*** EXERCISE TEXT Section Begins ***
What is its flora and fauna like?

The Cape Verde flora mostly consists of dry forests and shrubs. Semi–desert plants and thorny or toxic shrubs are found in this savannah type of grassland. Vascular trees such as bellflower, sagebrush, wallflower, dragon tree, ironwood tree, fig tree and acacia grow here. In addition, there are pine trees, oaks and sweet chestnuts and eucalyptus. Mammals like grey long–eared bats, feral goats, monkeys and the slender mongoose are found. Birds such as flamingo, vultures, Raso lark, Alexander’s swift, swamp warbler, lago sparrow and shearwater and Bourne’s heron (endangered) are found here. Being a coral reef, various types of dolphins, whales, porpoise, barracudas and eels and the endangered loggerhead turtle and Olive ridley turtles form a part of the marine life.

What is its overall culture?
*** EXERCISE TEXT Section Ends ***
● TASK DETAILS
Print the passage on Cape Verde's plants and animals from "The Cape Verde" to "its overall culture?", word for word.
*** INFORMATION SHOWN Section Begins ***
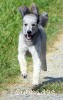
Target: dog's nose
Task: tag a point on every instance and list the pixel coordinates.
(29, 32)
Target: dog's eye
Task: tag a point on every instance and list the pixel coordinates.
(25, 24)
(33, 24)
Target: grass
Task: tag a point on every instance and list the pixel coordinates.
(10, 26)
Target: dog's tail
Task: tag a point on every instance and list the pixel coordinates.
(43, 19)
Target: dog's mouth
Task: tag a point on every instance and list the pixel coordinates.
(29, 37)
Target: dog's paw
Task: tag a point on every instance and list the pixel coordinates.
(24, 75)
(35, 87)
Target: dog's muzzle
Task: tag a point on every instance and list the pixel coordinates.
(29, 35)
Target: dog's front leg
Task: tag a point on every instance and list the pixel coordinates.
(36, 65)
(23, 64)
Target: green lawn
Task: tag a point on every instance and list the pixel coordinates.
(10, 26)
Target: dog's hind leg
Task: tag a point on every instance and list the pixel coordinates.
(23, 64)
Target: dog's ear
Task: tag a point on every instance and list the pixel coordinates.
(43, 19)
(24, 10)
(34, 10)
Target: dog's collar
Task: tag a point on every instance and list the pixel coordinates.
(32, 41)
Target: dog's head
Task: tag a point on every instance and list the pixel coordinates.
(31, 20)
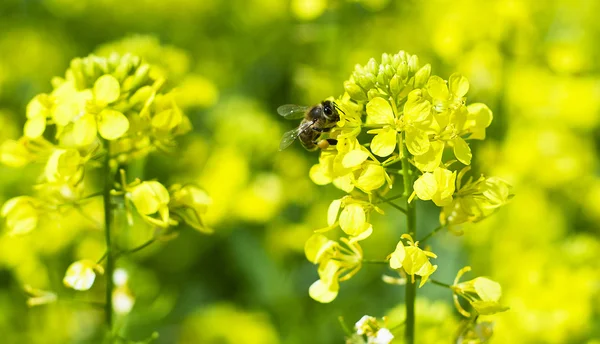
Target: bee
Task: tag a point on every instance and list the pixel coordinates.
(317, 120)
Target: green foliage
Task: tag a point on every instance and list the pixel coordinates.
(227, 66)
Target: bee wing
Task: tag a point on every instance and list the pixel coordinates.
(288, 138)
(291, 111)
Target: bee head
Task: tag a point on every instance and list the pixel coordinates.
(330, 111)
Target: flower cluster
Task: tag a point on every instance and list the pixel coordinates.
(397, 113)
(368, 330)
(104, 113)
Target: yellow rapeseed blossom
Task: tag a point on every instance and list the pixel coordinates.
(437, 186)
(81, 274)
(482, 293)
(475, 200)
(189, 202)
(151, 200)
(412, 259)
(370, 331)
(338, 261)
(22, 214)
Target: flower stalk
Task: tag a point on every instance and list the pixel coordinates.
(108, 222)
(411, 228)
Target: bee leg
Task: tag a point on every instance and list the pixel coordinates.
(322, 130)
*** INFORMATION SHOWN Section Ends ***
● EXERCISE ANSWER
The Cape Verde flora mostly consists of dry forests and shrubs. Semi–desert plants and thorny or toxic shrubs are found in this savannah type of grassland. Vascular trees such as bellflower, sagebrush, wallflower, dragon tree, ironwood tree, fig tree and acacia grow here. In addition, there are pine trees, oaks and sweet chestnuts and eucalyptus. Mammals like grey long–eared bats, feral goats, monkeys and the slender mongoose are found. Birds such as flamingo, vultures, Raso lark, Alexander’s swift, swamp warbler, lago sparrow and shearwater and Bourne’s heron (endangered) are found here. Being a coral reef, various types of dolphins, whales, porpoise, barracudas and eels and the endangered loggerhead turtle and Olive ridley turtles form a part of the marine life.

What is its overall culture?